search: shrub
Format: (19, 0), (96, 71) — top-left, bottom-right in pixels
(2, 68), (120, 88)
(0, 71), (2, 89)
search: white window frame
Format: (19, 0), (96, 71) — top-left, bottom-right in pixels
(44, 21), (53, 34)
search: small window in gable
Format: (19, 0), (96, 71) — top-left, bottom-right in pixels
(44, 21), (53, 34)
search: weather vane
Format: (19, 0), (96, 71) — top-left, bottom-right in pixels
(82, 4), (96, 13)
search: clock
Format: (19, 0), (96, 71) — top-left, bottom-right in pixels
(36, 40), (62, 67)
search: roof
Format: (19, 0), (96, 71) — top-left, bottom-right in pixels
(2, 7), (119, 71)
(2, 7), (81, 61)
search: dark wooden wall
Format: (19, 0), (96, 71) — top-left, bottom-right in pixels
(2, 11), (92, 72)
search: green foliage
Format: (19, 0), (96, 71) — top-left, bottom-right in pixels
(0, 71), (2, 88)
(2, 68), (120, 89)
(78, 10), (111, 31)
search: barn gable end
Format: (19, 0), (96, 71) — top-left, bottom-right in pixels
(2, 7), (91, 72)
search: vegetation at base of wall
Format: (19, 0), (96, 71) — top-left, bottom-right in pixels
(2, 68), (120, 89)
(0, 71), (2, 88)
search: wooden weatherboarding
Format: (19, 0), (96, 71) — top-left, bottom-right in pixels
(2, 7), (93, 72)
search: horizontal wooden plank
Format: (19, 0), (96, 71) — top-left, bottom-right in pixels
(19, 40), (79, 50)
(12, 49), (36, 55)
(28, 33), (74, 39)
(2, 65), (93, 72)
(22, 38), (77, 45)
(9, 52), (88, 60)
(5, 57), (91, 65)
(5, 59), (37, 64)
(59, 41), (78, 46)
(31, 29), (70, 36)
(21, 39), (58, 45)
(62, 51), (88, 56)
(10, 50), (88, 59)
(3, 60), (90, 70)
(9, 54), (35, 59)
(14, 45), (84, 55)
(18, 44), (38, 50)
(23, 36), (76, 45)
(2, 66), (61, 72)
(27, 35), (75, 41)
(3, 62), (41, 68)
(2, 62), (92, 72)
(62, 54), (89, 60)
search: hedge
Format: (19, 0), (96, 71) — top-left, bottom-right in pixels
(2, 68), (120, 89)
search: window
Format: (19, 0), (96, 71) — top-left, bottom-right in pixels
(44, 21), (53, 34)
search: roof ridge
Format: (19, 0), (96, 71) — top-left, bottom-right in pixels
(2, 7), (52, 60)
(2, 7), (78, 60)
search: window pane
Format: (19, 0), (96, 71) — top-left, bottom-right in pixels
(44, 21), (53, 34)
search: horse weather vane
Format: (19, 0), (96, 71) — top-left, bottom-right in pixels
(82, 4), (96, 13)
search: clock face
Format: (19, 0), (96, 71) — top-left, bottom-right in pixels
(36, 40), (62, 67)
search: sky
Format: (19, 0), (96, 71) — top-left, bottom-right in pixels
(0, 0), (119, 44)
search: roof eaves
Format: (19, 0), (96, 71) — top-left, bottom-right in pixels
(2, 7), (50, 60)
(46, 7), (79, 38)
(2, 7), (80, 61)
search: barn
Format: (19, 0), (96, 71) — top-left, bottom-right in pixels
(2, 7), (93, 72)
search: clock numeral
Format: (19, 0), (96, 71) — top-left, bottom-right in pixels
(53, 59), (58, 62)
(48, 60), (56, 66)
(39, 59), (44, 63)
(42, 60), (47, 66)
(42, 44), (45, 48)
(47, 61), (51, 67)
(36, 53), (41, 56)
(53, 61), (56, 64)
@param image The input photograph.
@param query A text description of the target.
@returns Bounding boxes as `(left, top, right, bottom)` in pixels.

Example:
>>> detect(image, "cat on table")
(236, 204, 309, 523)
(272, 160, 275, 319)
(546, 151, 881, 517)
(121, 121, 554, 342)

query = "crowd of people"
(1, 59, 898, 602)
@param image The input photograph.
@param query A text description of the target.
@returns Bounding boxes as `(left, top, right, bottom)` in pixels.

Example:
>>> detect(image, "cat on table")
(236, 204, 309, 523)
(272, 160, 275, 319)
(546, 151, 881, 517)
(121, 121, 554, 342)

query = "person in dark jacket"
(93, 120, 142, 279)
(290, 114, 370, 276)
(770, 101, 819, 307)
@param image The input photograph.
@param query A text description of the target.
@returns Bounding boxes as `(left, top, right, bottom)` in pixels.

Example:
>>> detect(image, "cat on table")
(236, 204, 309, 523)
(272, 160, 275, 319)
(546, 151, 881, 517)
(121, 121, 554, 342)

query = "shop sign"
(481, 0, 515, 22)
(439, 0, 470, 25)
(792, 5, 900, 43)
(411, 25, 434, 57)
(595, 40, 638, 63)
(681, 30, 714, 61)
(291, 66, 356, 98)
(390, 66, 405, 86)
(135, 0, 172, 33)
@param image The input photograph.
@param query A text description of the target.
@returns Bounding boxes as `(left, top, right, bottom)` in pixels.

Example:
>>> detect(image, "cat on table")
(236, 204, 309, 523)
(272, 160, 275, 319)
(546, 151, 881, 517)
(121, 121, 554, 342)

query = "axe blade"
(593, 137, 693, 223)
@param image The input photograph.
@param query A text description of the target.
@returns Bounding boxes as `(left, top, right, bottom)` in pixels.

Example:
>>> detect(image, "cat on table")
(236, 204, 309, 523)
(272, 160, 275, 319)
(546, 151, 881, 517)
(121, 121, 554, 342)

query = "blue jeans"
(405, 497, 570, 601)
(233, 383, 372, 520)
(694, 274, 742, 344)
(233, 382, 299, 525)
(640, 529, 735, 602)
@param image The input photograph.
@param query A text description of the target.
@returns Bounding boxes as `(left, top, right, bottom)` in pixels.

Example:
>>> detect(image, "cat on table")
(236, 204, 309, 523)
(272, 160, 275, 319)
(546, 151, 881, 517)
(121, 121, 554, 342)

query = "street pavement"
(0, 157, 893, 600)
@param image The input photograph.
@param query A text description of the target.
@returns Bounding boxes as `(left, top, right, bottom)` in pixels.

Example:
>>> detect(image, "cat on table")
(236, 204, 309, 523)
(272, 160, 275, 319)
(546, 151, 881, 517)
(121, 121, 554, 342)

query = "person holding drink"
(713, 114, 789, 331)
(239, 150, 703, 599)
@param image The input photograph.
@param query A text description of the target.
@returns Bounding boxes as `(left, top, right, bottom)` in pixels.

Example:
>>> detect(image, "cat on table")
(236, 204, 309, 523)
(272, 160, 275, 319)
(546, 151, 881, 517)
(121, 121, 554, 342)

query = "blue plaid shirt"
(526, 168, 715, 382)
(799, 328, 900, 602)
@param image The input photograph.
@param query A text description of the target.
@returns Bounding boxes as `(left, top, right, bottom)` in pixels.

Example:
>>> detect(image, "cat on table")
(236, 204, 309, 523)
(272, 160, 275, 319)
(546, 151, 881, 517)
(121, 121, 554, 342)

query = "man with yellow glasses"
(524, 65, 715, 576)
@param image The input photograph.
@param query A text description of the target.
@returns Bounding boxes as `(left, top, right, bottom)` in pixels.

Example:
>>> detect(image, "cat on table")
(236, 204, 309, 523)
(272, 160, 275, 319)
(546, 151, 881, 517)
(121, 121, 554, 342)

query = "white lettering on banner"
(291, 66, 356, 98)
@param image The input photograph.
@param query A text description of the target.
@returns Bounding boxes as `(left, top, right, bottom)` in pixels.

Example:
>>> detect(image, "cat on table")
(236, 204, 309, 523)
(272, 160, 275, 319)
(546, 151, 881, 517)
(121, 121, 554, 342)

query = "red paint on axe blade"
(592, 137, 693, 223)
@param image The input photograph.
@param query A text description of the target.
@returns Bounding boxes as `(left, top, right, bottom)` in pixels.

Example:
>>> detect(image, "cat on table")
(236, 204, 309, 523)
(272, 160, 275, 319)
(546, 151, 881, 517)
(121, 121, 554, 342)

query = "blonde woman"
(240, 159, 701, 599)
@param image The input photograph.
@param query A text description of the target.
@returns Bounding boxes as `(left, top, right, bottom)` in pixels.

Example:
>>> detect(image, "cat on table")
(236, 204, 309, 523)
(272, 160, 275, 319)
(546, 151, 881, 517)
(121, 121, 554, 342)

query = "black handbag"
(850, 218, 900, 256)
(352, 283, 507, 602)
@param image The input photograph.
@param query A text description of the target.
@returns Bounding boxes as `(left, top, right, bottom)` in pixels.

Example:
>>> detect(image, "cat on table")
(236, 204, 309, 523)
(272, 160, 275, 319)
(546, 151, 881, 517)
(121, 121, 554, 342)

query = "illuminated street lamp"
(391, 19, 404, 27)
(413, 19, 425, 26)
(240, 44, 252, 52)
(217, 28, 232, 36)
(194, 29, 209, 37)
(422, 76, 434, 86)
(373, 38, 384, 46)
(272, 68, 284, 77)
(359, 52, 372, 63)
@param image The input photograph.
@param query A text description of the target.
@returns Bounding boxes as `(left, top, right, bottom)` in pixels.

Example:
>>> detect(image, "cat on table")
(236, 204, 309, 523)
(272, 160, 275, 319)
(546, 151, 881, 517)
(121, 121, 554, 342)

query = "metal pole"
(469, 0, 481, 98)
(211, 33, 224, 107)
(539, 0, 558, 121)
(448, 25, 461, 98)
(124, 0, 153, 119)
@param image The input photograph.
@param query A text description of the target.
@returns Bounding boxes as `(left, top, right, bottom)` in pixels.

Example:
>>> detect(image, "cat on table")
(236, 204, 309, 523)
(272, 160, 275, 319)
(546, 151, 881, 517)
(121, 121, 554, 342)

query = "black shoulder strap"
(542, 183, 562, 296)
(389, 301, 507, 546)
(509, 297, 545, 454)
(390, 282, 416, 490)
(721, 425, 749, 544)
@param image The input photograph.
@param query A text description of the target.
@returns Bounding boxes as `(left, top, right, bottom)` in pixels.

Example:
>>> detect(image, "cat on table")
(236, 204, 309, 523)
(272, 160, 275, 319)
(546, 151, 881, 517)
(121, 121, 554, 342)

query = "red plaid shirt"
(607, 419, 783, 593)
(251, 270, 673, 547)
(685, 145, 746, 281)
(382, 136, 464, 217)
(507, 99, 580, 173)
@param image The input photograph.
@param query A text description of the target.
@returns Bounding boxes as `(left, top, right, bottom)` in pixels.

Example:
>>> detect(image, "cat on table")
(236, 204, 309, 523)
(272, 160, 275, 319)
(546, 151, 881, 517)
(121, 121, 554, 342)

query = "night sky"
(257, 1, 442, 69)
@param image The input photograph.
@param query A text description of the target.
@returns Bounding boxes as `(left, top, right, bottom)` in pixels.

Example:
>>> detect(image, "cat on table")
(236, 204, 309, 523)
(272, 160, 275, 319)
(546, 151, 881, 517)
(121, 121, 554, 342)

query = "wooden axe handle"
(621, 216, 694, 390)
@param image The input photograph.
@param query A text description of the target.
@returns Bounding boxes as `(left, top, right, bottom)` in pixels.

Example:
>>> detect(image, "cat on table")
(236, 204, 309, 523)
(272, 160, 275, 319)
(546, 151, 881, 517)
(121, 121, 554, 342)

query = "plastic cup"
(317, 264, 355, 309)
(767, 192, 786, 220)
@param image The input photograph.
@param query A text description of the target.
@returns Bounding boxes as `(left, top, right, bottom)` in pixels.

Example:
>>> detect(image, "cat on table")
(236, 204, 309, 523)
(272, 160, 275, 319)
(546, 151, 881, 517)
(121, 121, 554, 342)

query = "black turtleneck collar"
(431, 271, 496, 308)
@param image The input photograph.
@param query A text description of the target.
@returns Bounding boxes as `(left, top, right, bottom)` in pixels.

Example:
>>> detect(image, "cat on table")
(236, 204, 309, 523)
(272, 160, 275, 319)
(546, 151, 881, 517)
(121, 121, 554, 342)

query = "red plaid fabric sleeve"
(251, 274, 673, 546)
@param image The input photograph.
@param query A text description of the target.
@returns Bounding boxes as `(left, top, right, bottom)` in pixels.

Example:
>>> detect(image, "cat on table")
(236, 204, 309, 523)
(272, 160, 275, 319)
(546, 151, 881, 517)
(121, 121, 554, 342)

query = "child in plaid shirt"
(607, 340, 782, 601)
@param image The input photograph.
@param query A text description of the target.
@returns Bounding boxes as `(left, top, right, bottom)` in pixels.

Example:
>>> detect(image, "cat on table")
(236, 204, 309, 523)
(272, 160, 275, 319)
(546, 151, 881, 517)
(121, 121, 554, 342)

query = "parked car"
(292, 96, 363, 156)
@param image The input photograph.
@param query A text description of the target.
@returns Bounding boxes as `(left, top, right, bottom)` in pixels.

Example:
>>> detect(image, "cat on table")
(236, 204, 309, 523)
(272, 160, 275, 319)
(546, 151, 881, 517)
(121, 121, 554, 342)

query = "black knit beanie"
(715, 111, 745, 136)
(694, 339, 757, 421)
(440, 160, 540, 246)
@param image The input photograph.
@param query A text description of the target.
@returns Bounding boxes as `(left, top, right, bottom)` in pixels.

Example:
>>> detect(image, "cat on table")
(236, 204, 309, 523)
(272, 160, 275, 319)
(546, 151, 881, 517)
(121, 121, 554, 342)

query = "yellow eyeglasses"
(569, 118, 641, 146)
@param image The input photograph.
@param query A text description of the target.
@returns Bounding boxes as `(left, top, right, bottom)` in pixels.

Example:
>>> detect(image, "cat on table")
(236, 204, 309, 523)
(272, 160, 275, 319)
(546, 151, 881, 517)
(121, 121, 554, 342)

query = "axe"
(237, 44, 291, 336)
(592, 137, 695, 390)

########

### WORK ORDER:
Which of the lines above include the word "clock"? Copy each of them.

### WRITTEN RESPONSE:
search: clock
search: clock face
search: clock numeral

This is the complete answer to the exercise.